Passage to read
------------------------------------------------------------

Ph.D. Graduates: 2023

The Richard Gilder Graduate School has produced 44 Ph.D. graduates since the first cohort matriculated in 2008. 

Alumni of the comparative biology program hold positions in science, academia, education, and museums around the world. Here are the four doctoral graduates of 2023.

Alexandra Grace Walling

Alexandra Grace Walling stands in the Museum's Hall of Biodiversity, viewing a wall of specimens.

Walling investigated the unique modes of metabolism in bacteria with a specific focus on the evolution of phototrophy—the ability to capture and use sunlight for energy. By sequencing, assembling, and annotating the entire genomes of two bacteria in the group Erythrobacteraceae, Alexandra generated the first comprehensive species phylogeny using genomic data for a total of 91 members of the Erythrobacteraceae family. Her research revealed multiple cases of the exchange of phototrophy genes and other genetic material across distantly related forms via horizontal gene transfer. Walling is currently pursuing her postdoctoral research at the University of Rhode Island.

Nayeli Gutiérrez Trejo

Nayeli Gutiérrez Trejo stands next to a column of shelves containing collections, and holds a wooden frame containing small boxes of insect specimens.

In her studies of the evolutionary history of milkweed longhorn beetles (genus Tetraopes), Gutiérrez Trejo focused on their molecular ecology and relationship to the usually-toxic host plants they feed on. By integrating the natural history, molecular ecology, and interactions of Tetraopes and their affiliated hosts, she generated the most robust evolutionary history ever for this group, helping scientists better understand the origins of these beetles and their co-evolutionary interactions with their host plants. Her longstanding interest in the diversity of beetles across different ecosystems has taken her on scientific expeditions around the world for extensive fieldwork, and she has described a variety of new insect species from her expeditionary and museum collection research.

Hollister Wade Herhold

Hollister Wade Herhold sits at a lab table with a microscope and a box containing insect specimens.

------------------------------------------------------------

Task set
1 - Answer these from the text on the 2023 Ph.D. graduates:
(a) How many Ph.D. graduates has the Richard Gilder Graduate School produced since its first cohort matriculated?
(b) For how many members of the Erythrobacteraceae family did Walling's species phylogeny use genomic data?
(c) What genus of milkweed longhorn beetles did Gutiérrez Trejo study?
2 - Continue the text on the 2023 Ph.D. graduates from its last sentence, keeping its style.

------------------------------------------------------------

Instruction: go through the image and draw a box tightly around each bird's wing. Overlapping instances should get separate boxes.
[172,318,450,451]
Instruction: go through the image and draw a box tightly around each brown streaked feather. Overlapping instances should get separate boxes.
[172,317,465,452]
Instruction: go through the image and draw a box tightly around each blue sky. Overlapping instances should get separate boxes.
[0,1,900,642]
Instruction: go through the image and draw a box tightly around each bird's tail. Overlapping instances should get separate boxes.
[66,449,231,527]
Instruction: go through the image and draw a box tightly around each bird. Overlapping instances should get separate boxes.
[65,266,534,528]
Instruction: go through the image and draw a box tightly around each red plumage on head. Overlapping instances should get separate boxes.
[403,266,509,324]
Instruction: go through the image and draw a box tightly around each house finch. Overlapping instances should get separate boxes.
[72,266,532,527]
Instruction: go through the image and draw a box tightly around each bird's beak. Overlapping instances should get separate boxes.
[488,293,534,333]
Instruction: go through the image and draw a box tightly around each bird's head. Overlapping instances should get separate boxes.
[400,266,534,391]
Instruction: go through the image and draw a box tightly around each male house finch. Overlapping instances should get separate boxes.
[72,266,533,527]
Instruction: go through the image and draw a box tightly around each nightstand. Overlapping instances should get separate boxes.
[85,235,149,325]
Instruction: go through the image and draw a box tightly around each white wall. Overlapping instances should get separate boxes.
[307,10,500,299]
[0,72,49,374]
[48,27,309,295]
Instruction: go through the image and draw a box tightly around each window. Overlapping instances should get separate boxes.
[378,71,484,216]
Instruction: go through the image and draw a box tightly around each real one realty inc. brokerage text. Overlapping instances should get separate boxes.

------------------------------------------------------------

Task-by-task results
1 -
(a) 44
(b) 91
(c) Tetraopes

2 -
Herhold applied new genomic and imaging methods in the study of the respiratory systems of insects and related arthropods. Using the Museum’s advanced imaging facilities, including high-resolution x-ray micro-CT scanning, to generate holistic pictures of the entire respiratory systems of 13 insect orders, he produced a landmark three-dimensional visual atlas of insect respiratory systems. His comparative genetic analyses and detailed visualizations enhance the understanding of the relationships between insect respiration and movement, including the origins and evolution of flight, establishing an invaluable platform for future research. Herhold, who has a degree and industry experience in computer science, was a volunteer in the Division of Invertebrate Zoology at the Museum before beginning his Ph.D. at the Richard Gilder Graduate School.

Tobit Liyandja

Tobit Liyandja stands near a body of water holding a fish specimen in both hands.

Liyandja researched the evolutionary ecology and diversity of central African fishes in the carp genus Labeo, a major regional economic food resource. He explored Labeo distributions across different regions of the Congo River, the third largest river in the world, to better understand the mechanisms contributing to diversity, population, and genetic interchange across the genus, with significant applications for sustainable fishery management, finding that the Congo and Nile-Sudan river systems and Ice Age climate changes played central roles in the evolutionary radiation of carp species throughout Africa. Liyandja will continue his research through a postdoctoral appointment and Presidential Fellowship at the University of Toronto, in collaboration with the Royal Ontario Museum.